» TASK DATA

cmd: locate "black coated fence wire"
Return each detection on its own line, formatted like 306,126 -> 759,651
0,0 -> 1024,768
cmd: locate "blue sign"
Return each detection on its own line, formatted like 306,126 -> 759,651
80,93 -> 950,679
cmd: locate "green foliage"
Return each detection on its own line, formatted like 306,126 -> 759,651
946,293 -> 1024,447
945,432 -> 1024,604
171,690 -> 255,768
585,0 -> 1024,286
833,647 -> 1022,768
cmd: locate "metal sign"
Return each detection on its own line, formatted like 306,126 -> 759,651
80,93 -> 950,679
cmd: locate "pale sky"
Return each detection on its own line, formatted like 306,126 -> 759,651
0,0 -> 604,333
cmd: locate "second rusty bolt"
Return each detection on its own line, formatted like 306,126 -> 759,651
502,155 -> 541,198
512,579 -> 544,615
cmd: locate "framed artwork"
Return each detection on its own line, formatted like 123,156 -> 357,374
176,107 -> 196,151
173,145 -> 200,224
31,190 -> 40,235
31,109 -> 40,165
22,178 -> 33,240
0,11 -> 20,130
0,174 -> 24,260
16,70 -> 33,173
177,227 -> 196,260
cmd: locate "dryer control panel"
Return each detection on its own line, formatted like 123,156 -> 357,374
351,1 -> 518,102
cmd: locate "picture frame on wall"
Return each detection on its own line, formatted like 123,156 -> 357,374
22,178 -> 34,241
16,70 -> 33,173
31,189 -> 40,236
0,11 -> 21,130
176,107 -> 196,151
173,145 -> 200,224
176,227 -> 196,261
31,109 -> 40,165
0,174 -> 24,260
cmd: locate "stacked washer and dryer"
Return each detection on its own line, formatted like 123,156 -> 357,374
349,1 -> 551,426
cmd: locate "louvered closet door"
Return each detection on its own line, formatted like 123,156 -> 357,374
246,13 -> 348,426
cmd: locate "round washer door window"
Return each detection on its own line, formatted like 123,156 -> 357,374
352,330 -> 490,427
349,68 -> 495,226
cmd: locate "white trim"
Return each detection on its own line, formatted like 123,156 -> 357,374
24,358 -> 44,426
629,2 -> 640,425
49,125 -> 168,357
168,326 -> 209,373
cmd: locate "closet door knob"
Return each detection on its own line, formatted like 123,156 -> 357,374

» EXERCISE DIRECTIONS
Lay out the lines of the data above as a JSON list of strings, one string per line and blank lines left out, starting from the first line of the data and ending with the line holding "0,0 -> 604,333", both ends included.

» TASK ANSWER
[
  "cmd: locate \"black coated fence wire\"",
  "Return each detection on its own line, formatted like 306,126 -> 759,651",
  "0,0 -> 1024,768",
  "cmd: locate \"blue sign\"",
  "Return each detection on its own line, formatted like 306,126 -> 759,651",
  "80,93 -> 950,679",
  "cmd: locate \"green foliage\"",
  "Return each detection on its own line, formatted like 306,126 -> 759,651",
  "946,293 -> 1024,447",
  "945,432 -> 1024,604",
  "171,690 -> 255,768",
  "585,0 -> 1024,286",
  "833,647 -> 1022,768",
  "cmd: locate \"metal sign\"",
  "Return each detection on its own line, formatted like 306,126 -> 759,651",
  "80,93 -> 950,679",
  "cmd: locate \"pale sky\"",
  "Return each detection on its own line, formatted like 306,126 -> 759,651",
  "0,0 -> 604,333"
]